- [Work required]:
Output the listing in full. Every line stays exactly as it is.
* * * * * * *
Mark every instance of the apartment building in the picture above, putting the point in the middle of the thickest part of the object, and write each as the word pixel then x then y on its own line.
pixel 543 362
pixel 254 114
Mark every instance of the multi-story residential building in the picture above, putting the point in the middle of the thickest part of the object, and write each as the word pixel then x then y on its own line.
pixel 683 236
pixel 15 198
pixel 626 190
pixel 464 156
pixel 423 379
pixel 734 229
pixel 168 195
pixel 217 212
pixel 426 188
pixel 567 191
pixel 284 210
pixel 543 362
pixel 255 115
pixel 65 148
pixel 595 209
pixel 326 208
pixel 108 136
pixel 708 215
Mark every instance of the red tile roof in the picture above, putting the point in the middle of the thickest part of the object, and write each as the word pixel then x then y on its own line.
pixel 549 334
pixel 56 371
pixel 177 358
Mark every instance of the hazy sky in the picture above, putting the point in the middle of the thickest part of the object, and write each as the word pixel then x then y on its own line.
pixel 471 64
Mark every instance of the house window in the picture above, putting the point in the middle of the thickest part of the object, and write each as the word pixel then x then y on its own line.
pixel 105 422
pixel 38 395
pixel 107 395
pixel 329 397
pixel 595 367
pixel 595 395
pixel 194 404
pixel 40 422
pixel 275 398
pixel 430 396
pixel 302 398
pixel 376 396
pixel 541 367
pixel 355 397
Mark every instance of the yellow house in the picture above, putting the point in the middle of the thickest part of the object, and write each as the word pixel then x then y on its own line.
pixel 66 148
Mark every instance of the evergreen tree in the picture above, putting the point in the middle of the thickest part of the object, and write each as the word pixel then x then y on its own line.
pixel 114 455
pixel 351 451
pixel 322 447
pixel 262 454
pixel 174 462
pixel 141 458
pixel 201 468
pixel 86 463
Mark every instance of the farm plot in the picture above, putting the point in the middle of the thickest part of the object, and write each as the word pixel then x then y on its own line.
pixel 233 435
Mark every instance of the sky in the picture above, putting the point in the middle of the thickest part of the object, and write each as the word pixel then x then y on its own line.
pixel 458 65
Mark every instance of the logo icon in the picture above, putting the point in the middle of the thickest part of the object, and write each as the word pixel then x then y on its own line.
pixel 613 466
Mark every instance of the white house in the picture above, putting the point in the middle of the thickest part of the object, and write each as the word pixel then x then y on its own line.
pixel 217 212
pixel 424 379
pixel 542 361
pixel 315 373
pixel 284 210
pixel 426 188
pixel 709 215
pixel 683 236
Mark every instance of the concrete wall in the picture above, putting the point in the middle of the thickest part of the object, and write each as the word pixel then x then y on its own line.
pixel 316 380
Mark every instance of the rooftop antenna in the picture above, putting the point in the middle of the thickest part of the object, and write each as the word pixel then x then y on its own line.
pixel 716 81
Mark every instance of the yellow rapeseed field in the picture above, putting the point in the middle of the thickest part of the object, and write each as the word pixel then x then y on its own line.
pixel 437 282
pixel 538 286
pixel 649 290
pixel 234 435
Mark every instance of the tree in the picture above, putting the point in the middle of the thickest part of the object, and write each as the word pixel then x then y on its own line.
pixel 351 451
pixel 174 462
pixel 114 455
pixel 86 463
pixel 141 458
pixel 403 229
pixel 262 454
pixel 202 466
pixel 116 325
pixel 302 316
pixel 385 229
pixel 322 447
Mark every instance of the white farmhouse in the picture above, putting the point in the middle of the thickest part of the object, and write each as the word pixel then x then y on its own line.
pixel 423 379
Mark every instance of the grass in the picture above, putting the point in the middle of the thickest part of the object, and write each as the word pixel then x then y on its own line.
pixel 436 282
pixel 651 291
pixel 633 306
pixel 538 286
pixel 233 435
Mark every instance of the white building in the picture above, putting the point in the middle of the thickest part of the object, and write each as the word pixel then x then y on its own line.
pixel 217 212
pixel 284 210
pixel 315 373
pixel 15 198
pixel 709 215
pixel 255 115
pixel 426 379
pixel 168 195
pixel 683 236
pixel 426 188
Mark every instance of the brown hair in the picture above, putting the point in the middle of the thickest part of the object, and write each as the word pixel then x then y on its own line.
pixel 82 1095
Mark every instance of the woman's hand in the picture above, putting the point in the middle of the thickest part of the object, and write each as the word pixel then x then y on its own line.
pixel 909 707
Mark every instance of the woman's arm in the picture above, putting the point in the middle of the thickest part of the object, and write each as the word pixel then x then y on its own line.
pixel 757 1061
* * * * * * *
- [Response to the exercise]:
Mark every instance of the apartment building in the picture above, putting the point in the middle of the thickest part of the object, and write each as the word pixel then x then y on its own line.
pixel 543 362
pixel 254 114
Mark every instance of the multi-story residential building in the picture above, putting the point in the middle of the thickest part of the object, and write each as the word pixel then x then y on its own line.
pixel 683 236
pixel 15 198
pixel 626 190
pixel 464 156
pixel 423 379
pixel 734 229
pixel 168 195
pixel 217 212
pixel 426 188
pixel 567 191
pixel 284 210
pixel 543 362
pixel 255 115
pixel 65 148
pixel 595 209
pixel 326 208
pixel 108 136
pixel 708 215
Mark every instance of the red tile roof in the picture above, putting the point in the middle of the thickest part of the object, and write each as the word pixel then x then y on its own line.
pixel 549 334
pixel 56 371
pixel 177 358
Mark every instance of the hazy sky in the picture above, putting the point in the middle of the thickest part of the object, and write each as the word pixel then x then y on its own line.
pixel 471 64
Mark every instance of the house window in the picture above, putting the point in the middle of the thickest part of the object, and write each as the word pixel then x then y on its own line.
pixel 105 422
pixel 38 395
pixel 107 395
pixel 329 397
pixel 595 367
pixel 595 395
pixel 194 404
pixel 40 422
pixel 275 398
pixel 430 396
pixel 302 398
pixel 376 396
pixel 541 367
pixel 355 397
Mark every instance of the yellow house in the picture above, putting the point in the middle of the thickest part of the object, and write each as the word pixel then x then y on its own line.
pixel 66 148
Mark every instance of the evergreen tree in the picture above, putting the point in the middle of the thickest part of the object, and write each as the word pixel then x then y on its own line.
pixel 114 455
pixel 351 451
pixel 322 447
pixel 262 454
pixel 174 462
pixel 141 458
pixel 201 468
pixel 86 463
Mark every instance of the farm plot in the picture above, putting the point in the middle of the thickest part of the object, and write each as the word pixel then x then y on its own line.
pixel 233 435
Mark every instance of the sky in the picture above, putting the point in the middle of the thickest part of the object, and write each as the word pixel then x then y on its own line.
pixel 458 65
Mark every instance of the logo icon in the picture above, putting the point in the middle of the thickest part of the object, and write each as the word pixel then x then y on its own line.
pixel 613 466
Mark every instance of the white house in the picture above, putting the point in the middle of the thickest part of the object, and write each as the word pixel then x then y on its own line.
pixel 217 212
pixel 424 379
pixel 542 361
pixel 315 373
pixel 284 210
pixel 426 188
pixel 709 215
pixel 683 236
Mark every instance of the concrete wall in the picture above, putting the point in the middle of the thickest part of the object, and write each as the word pixel then x then y on its own line.
pixel 316 380
Mark every instance of the rooftop antenna in the picture above, putting the point in the middle of the thickest part of the object, and write each as the word pixel then x then y on its own line.
pixel 716 81
Mark every instance of the yellow rapeseed field in the picture above, putting the point in the middle of the thickest part of the object, and write each as the word pixel then x then y on its own line.
pixel 437 282
pixel 538 286
pixel 649 290
pixel 234 435
Mark every instance of the tree in the picture above, putting the point in the middle of the thickest part of the object, and write each as the word pixel then x then y on its own line.
pixel 351 451
pixel 174 462
pixel 114 455
pixel 86 463
pixel 141 458
pixel 403 229
pixel 262 454
pixel 202 466
pixel 116 325
pixel 302 316
pixel 385 229
pixel 322 447
Mark every instance of the white farmhouse in the picture above, putting the point in the middle of the thickest part of the object, and write each as the word pixel then x then y on its own line.
pixel 423 379
Mark every instance of the grass in the picture above, putting the point in the middle of the thickest part of the object, and write each as the word pixel then x then y on its own line.
pixel 436 282
pixel 651 291
pixel 633 306
pixel 538 286
pixel 233 435
Mark every instance of the white building in the picture above, putting the point in the middle of the thickest part of the object, and write each as the word pixel then x then y on its own line.
pixel 217 212
pixel 284 210
pixel 315 373
pixel 15 198
pixel 709 215
pixel 255 115
pixel 426 379
pixel 168 195
pixel 683 236
pixel 426 188
Mark every instance of the brown hair in the picture above, putting the point in the middle of the thickest part of the object, and write each as the word pixel then x then y on its own line.
pixel 82 1095
Mark every instance of the woman's hand in the picture above, putting the point in the middle of the thickest part of the object, and write each as the word pixel then x then y on its own line.
pixel 909 707
Mark every instance of the woman's arm in the picture above, putting the point in the middle of the thickest part of the object, and write each as the word pixel then x then y on its own line.
pixel 757 1061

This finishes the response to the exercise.